▸ Data for this task:
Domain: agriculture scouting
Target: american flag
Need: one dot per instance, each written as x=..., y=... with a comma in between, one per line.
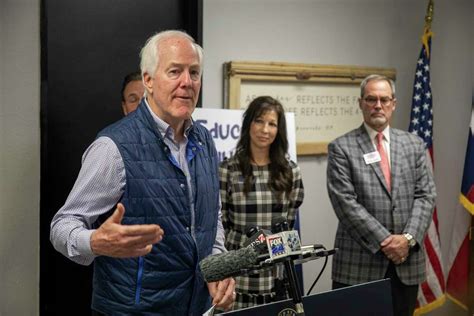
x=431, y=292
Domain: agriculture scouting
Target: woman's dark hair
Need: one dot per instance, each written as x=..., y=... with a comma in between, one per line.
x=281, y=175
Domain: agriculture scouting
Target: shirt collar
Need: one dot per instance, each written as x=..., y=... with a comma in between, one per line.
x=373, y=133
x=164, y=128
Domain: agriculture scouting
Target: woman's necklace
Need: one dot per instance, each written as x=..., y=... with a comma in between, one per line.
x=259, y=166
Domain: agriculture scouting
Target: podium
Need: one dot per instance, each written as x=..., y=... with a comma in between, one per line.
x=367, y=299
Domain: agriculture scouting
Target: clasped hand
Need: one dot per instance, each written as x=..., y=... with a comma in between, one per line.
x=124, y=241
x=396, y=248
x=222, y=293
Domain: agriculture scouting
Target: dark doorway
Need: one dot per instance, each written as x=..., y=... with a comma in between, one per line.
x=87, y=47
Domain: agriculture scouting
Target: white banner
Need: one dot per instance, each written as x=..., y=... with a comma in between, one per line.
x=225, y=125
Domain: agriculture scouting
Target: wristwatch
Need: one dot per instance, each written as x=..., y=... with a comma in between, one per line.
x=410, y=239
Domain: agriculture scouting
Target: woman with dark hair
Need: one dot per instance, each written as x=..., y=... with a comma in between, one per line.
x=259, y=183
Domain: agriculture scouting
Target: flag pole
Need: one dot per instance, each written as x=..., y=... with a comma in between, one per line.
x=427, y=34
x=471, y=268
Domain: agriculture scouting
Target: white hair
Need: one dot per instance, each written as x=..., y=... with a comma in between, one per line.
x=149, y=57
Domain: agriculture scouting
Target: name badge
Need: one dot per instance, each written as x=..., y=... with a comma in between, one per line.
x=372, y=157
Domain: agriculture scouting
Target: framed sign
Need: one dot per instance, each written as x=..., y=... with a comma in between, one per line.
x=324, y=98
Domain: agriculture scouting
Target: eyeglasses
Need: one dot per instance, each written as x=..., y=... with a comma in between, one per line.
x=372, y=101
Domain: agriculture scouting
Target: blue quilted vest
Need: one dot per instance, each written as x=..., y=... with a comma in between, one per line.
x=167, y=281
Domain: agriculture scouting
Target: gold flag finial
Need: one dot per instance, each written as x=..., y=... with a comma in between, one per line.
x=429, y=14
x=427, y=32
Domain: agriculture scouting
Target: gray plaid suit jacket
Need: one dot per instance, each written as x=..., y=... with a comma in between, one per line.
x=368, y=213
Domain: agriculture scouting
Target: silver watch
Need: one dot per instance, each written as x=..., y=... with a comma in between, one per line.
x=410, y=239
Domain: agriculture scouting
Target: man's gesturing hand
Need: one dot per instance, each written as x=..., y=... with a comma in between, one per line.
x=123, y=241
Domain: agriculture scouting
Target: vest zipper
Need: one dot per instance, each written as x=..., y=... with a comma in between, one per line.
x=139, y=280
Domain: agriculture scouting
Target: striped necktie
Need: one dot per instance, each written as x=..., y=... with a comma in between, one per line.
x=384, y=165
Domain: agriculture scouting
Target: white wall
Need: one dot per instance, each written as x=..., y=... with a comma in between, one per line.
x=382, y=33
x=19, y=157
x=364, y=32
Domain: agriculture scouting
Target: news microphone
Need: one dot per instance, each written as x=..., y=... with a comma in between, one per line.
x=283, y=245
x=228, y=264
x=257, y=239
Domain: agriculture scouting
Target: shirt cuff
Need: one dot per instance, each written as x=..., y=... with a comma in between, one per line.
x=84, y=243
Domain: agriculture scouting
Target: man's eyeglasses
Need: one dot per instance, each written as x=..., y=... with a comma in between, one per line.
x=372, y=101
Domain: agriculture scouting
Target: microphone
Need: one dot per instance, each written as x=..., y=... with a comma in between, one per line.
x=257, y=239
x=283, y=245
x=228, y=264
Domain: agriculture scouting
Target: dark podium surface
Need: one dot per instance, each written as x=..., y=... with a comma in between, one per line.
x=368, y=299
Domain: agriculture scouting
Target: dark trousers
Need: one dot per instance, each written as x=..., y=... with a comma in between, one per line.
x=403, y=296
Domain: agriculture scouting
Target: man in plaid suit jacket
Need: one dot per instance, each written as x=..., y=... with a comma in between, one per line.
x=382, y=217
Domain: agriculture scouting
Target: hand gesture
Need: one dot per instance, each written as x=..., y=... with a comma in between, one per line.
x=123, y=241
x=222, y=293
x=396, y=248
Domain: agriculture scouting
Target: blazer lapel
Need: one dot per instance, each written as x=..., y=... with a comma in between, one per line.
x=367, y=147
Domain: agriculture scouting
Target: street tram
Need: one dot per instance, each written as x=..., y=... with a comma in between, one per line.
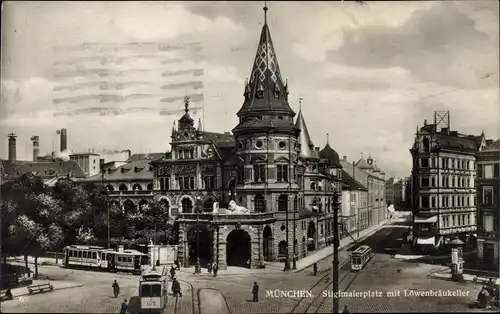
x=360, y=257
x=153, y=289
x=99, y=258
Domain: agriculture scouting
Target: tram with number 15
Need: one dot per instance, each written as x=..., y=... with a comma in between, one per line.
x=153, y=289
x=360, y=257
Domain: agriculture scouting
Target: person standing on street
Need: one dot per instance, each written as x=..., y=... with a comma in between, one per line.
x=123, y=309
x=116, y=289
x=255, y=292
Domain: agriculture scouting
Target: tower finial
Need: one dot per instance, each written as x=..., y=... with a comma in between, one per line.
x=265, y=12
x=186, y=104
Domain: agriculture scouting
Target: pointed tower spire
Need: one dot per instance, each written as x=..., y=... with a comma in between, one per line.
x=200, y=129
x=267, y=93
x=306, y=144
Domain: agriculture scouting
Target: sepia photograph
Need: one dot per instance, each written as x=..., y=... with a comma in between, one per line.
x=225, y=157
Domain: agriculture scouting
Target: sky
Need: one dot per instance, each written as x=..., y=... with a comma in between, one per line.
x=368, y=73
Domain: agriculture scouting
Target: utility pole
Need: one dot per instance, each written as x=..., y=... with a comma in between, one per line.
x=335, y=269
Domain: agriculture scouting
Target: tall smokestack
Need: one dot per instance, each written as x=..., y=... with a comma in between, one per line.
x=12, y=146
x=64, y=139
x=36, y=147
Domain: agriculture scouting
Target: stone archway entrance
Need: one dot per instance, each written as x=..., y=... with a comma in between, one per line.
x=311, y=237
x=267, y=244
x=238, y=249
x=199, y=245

--

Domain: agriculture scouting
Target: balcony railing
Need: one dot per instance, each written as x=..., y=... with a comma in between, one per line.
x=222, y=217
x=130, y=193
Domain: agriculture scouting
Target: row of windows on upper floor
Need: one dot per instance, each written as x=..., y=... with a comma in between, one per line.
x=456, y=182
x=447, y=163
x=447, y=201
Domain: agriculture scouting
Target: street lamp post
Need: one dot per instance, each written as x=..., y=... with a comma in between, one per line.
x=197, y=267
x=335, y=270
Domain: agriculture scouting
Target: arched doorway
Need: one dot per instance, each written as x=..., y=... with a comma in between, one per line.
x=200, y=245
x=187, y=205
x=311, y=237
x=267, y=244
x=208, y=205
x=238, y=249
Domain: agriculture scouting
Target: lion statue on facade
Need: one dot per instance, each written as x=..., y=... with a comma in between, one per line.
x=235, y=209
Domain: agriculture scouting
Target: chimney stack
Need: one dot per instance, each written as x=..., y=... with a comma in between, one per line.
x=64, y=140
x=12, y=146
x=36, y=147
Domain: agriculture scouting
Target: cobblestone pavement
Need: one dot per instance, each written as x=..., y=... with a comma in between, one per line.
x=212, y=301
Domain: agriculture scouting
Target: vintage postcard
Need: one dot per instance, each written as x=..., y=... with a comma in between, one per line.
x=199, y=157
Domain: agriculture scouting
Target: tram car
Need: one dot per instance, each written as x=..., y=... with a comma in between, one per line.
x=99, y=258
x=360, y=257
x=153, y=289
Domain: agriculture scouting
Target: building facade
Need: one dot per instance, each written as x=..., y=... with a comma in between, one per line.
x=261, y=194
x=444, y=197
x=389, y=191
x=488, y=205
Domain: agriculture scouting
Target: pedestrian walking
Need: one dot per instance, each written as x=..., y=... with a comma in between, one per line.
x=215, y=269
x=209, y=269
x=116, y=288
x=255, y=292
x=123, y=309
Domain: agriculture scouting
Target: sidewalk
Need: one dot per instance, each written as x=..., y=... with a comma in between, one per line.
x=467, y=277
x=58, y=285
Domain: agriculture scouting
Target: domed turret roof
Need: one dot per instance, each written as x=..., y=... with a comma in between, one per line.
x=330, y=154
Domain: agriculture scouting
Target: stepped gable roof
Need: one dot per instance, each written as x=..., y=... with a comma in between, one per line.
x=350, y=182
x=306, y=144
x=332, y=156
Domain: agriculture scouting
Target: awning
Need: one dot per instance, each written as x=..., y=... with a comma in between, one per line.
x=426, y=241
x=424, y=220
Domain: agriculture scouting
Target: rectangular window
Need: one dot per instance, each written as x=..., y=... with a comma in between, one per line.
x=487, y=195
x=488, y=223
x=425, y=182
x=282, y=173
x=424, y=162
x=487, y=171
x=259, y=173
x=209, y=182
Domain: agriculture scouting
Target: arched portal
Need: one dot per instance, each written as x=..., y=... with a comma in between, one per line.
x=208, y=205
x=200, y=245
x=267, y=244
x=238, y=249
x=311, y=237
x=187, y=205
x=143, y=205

▸ The problem: Report every line above that contains the word "finial", copying each one in full.

▸ Correct result:
Target: gold flag finial
Target: tower finial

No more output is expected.